■ Required work
Show every line of the items below that contains the string "tray", copying each line in full.

■ Point placement records
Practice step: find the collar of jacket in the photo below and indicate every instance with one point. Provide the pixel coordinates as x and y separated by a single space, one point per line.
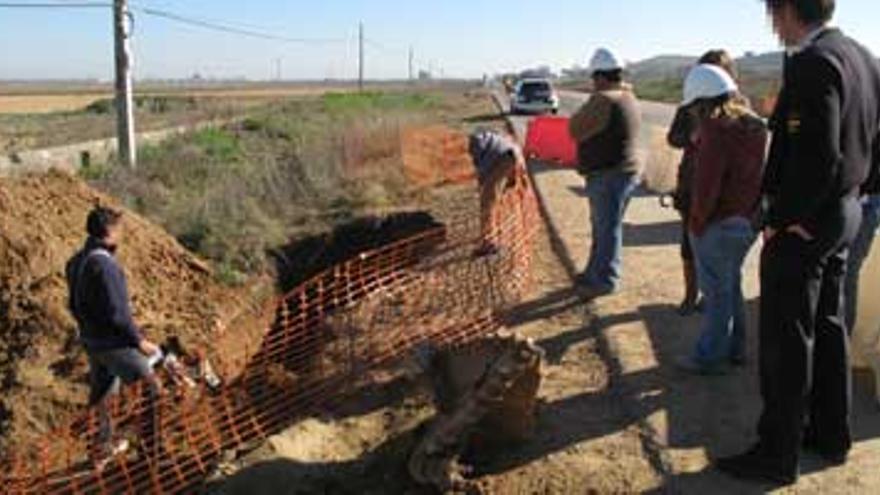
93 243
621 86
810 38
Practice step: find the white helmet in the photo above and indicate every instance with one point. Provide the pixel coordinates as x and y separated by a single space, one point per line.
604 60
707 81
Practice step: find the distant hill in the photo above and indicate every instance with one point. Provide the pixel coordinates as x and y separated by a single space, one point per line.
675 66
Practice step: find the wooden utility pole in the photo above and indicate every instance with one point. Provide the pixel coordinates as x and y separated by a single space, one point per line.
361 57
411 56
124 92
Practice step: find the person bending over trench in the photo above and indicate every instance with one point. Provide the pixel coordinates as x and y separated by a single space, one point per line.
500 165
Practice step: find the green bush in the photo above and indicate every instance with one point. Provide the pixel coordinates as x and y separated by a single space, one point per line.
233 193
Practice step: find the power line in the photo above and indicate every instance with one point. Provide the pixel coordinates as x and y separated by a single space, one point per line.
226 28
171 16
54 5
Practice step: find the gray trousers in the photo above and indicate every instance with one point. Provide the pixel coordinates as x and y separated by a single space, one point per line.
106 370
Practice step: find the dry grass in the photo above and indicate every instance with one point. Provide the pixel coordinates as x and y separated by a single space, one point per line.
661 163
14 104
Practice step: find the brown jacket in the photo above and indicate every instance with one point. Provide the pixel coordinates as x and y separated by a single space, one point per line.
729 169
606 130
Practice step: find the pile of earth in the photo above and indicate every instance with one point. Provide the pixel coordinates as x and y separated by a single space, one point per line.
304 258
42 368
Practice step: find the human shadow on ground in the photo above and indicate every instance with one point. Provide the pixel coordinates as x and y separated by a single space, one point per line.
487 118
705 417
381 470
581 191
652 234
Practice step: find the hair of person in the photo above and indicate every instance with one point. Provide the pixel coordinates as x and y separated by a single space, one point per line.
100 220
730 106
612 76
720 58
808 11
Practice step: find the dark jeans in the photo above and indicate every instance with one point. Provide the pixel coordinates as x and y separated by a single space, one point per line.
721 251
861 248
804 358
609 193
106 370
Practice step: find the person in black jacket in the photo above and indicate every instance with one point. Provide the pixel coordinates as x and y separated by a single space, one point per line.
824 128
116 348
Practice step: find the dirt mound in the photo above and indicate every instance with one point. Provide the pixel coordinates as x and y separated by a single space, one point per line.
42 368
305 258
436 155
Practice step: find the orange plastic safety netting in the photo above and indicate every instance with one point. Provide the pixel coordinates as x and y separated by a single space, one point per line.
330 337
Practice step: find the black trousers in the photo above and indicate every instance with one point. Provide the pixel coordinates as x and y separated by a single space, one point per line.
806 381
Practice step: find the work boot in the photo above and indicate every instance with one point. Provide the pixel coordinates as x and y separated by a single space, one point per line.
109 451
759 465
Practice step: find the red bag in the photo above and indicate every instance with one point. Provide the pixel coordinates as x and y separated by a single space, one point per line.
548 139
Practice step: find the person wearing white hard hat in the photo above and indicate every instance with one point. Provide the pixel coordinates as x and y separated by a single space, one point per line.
---
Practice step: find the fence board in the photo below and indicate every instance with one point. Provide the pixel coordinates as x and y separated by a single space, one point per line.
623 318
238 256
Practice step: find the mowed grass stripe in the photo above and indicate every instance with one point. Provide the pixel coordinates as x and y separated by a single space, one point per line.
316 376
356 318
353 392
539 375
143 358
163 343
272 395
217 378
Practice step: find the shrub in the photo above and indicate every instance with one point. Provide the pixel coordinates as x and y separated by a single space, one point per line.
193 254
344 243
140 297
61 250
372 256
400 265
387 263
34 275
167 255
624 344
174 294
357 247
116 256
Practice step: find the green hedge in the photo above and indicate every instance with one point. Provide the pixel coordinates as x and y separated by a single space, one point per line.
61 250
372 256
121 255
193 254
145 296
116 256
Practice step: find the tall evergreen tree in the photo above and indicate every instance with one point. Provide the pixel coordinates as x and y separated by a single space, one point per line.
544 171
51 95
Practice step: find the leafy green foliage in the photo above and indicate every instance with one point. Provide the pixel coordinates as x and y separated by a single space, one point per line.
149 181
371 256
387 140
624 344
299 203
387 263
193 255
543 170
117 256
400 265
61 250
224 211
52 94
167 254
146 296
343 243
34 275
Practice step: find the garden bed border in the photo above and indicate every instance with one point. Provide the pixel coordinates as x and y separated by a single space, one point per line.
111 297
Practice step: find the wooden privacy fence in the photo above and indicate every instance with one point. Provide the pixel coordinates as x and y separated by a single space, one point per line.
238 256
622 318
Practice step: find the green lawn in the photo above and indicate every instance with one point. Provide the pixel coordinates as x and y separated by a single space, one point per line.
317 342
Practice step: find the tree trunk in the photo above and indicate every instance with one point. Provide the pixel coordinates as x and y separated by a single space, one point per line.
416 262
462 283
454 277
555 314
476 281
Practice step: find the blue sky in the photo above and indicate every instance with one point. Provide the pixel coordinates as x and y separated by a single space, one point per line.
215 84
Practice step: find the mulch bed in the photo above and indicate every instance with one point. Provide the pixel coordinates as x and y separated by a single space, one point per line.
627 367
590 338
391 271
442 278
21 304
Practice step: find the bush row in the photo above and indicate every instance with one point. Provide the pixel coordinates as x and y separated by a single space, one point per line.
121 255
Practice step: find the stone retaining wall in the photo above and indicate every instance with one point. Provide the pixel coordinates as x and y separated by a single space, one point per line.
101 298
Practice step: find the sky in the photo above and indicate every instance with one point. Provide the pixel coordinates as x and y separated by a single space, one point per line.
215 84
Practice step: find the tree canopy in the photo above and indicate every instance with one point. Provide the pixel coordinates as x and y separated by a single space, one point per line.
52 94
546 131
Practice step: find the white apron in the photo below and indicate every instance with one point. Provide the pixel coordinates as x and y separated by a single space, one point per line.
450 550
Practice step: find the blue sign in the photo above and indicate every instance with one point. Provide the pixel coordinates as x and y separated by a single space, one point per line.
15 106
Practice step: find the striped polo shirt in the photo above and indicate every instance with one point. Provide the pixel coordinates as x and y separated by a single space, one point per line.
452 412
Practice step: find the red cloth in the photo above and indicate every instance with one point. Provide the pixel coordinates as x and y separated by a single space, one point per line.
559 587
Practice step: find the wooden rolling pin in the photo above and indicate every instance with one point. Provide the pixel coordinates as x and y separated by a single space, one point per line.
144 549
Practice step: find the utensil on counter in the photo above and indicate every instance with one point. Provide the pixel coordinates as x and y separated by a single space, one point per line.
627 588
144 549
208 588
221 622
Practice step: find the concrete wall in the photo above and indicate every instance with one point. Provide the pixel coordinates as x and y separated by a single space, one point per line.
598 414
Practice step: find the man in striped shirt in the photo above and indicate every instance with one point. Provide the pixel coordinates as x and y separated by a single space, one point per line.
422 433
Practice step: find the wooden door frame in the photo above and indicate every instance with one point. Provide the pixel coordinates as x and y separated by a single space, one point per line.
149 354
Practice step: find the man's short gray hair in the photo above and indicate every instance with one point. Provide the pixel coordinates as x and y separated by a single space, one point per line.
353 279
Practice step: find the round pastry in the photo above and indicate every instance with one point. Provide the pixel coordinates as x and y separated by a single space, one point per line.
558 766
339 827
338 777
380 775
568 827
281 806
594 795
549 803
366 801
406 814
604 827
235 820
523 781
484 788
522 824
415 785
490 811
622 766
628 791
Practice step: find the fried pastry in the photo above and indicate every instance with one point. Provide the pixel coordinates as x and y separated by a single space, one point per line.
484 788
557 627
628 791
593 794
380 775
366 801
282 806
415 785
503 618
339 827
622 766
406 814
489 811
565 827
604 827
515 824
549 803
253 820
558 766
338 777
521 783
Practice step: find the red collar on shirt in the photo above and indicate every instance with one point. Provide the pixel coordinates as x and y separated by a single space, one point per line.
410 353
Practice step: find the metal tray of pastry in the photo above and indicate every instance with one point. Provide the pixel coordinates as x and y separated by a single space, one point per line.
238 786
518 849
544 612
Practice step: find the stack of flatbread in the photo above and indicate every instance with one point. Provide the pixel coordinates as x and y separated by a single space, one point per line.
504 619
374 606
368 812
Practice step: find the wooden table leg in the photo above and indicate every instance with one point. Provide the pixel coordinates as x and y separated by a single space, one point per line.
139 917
...
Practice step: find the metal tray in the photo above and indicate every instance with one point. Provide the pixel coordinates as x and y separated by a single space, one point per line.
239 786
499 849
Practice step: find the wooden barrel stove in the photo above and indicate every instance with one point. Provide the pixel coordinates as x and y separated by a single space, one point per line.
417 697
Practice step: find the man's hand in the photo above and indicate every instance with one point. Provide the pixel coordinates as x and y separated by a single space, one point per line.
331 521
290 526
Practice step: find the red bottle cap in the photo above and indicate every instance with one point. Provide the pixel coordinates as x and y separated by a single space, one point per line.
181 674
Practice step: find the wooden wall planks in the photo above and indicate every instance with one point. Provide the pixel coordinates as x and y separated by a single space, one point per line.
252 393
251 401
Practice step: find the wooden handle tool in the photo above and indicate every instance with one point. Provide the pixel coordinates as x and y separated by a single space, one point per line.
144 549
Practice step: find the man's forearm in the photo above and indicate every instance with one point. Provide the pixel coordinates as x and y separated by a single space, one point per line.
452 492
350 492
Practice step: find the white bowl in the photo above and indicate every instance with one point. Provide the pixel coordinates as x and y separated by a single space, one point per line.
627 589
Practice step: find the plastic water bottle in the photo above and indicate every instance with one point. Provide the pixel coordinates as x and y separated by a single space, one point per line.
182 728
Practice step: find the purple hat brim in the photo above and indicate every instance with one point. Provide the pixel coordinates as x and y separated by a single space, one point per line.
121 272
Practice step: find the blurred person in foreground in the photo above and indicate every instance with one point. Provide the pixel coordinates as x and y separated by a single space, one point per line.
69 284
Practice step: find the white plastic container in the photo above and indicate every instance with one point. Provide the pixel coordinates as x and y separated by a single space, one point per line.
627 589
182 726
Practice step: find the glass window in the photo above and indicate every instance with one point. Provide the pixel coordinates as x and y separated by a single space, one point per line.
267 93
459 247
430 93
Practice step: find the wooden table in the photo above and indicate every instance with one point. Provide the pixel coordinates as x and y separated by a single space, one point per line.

■ Solution to this problem
Practice step: find the metal tray of pastry in the photo above and indicate every instance with one point. Provide the pixel coordinates as x and y separated by a single space, one point per line.
Practice step: find the metal tray in the photo above and indicate every instance with one point. Provide the pixel coordinates as x and y separated by a single space, one point per line.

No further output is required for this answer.